[GIVEN DATA]
========
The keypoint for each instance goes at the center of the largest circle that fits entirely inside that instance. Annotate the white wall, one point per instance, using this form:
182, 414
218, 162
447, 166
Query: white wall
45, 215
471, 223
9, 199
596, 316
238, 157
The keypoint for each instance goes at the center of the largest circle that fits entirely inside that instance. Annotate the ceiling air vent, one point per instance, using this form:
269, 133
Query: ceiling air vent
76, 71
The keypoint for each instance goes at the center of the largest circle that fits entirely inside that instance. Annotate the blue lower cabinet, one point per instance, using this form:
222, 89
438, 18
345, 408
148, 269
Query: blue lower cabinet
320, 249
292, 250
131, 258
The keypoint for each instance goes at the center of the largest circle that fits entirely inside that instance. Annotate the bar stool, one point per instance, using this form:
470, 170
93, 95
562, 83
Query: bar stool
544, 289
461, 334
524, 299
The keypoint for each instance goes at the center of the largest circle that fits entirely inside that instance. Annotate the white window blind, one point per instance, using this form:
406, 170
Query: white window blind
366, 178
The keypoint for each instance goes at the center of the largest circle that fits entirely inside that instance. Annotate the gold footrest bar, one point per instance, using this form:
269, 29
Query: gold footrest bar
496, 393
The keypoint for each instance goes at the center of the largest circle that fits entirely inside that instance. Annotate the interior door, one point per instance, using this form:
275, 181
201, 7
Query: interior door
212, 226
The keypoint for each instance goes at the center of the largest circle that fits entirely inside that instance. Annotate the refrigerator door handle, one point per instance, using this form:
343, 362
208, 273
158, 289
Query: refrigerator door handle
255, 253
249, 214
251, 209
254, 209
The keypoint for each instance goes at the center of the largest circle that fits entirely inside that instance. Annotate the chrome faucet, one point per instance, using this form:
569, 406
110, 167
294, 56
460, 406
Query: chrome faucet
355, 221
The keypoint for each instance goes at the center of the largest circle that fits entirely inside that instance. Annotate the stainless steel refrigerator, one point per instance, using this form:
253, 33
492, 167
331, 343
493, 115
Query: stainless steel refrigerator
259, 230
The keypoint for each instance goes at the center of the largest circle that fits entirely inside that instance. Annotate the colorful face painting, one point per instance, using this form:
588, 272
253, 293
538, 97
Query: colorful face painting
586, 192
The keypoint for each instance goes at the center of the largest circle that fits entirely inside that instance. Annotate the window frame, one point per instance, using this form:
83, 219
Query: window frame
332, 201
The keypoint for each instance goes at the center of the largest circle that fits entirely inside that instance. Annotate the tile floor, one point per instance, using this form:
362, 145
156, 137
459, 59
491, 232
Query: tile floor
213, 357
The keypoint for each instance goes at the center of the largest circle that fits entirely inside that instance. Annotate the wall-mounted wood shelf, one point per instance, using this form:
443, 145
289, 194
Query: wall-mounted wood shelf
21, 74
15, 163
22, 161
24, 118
========
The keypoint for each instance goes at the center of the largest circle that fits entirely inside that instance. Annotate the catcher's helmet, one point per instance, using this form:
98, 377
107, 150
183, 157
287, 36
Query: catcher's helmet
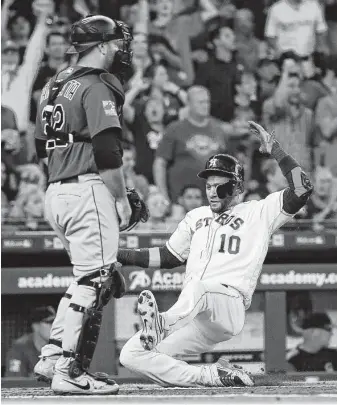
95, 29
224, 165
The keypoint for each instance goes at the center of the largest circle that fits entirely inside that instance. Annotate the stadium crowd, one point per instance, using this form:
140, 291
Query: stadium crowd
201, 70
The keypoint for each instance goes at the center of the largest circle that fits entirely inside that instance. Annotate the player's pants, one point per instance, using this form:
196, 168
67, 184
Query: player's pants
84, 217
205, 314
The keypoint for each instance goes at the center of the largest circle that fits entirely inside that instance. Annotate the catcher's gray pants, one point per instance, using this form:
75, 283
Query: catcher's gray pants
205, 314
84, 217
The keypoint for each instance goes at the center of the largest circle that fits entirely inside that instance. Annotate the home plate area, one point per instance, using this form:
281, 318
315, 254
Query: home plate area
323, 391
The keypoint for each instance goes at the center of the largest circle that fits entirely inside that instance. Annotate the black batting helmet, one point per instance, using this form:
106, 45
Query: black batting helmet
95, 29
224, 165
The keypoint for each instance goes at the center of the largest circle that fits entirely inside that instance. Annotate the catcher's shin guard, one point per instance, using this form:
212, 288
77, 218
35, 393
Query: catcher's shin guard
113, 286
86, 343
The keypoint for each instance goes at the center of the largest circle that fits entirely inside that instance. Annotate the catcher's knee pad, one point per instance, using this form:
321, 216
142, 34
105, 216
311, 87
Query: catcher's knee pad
========
[WHAT YOU NEED TO DO] Please pull out every line of the items above that contains the string "home", matching case exactly.

[FINISHED TASK]
The keypoint for each instance goes at the center of the largest circle that fits entirely inside that instance. Annotate the home plate area, one point per instance, using this form:
Query: home plate area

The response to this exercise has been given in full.